(PROVIDED RECORDS):
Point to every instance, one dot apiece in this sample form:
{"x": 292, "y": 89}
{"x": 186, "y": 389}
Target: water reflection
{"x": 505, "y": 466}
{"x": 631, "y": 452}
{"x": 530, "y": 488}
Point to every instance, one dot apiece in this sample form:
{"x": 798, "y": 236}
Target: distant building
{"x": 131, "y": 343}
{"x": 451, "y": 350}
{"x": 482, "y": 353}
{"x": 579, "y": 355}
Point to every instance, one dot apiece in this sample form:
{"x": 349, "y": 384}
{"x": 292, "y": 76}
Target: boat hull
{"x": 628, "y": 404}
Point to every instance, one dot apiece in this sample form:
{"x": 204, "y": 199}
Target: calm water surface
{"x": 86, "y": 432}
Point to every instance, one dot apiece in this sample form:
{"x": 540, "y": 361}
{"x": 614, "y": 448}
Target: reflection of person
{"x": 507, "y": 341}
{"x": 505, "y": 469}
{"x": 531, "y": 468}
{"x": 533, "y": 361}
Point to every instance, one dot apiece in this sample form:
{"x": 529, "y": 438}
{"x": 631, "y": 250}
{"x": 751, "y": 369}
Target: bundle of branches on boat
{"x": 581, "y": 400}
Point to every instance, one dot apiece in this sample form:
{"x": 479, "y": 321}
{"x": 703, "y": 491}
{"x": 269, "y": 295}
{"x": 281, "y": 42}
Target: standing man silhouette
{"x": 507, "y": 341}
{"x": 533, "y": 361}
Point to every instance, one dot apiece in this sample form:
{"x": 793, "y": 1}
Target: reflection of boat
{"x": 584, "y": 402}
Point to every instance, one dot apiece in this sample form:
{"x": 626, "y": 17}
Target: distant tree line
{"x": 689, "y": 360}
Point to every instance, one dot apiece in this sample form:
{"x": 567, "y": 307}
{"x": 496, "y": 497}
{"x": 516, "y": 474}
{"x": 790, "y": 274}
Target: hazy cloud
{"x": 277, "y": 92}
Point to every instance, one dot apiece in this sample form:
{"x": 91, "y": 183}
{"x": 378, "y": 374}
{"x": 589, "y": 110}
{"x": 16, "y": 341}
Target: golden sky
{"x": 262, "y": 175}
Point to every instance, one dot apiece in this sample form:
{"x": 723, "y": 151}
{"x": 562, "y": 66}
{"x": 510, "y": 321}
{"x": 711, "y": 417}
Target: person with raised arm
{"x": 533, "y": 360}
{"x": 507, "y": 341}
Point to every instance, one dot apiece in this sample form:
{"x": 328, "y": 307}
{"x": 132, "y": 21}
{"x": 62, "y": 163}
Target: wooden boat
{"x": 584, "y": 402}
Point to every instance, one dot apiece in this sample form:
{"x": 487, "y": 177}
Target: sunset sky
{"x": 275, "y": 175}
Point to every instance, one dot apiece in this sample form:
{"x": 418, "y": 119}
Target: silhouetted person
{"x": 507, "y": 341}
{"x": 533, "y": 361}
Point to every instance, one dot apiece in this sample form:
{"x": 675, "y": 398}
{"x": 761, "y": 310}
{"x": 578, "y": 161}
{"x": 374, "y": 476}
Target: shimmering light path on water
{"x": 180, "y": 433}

...

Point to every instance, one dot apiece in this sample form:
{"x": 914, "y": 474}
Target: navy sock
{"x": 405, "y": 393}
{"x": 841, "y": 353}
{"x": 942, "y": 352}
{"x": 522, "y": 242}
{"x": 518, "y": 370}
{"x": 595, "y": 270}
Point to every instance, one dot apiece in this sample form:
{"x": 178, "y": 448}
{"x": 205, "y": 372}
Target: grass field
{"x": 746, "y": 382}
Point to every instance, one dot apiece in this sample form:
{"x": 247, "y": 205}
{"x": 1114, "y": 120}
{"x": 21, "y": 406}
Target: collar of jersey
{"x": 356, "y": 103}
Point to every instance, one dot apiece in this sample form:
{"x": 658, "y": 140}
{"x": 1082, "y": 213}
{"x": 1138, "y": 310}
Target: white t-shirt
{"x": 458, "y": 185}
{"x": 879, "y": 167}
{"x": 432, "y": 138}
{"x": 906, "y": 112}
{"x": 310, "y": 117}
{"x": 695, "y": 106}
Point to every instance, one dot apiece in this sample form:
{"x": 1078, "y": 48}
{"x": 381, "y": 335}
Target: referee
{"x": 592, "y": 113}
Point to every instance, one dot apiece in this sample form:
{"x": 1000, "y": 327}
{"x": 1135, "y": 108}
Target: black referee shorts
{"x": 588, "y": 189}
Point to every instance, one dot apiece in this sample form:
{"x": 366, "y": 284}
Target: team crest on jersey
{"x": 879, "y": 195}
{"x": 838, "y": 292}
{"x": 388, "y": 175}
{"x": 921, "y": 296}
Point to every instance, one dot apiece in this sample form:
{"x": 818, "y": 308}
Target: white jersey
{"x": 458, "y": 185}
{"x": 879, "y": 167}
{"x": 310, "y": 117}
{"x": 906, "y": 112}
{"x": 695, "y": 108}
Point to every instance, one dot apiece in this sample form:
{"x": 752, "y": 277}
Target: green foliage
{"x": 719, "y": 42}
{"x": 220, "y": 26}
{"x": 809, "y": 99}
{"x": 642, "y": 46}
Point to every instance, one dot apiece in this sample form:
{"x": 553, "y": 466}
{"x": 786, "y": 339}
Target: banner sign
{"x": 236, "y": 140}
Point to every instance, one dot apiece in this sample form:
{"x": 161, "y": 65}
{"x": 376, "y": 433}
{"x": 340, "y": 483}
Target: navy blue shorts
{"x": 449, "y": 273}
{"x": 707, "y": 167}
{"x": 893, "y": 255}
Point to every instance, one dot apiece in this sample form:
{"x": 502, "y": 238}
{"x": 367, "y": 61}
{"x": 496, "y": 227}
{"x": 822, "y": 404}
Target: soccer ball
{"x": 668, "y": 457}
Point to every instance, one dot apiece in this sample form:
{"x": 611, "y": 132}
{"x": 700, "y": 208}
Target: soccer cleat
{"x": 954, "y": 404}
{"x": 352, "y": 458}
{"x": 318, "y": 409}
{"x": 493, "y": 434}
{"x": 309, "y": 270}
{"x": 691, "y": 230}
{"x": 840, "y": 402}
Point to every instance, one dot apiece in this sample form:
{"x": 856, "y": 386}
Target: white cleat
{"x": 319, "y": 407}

(TASK PROMPT):
Extract every line in the rows above that contains the word "reflection", copying each one unchanged.

(ANSWER TO THE PROBLEM):
Target: water reflection
Target: reflection of person
Target: reflection of boat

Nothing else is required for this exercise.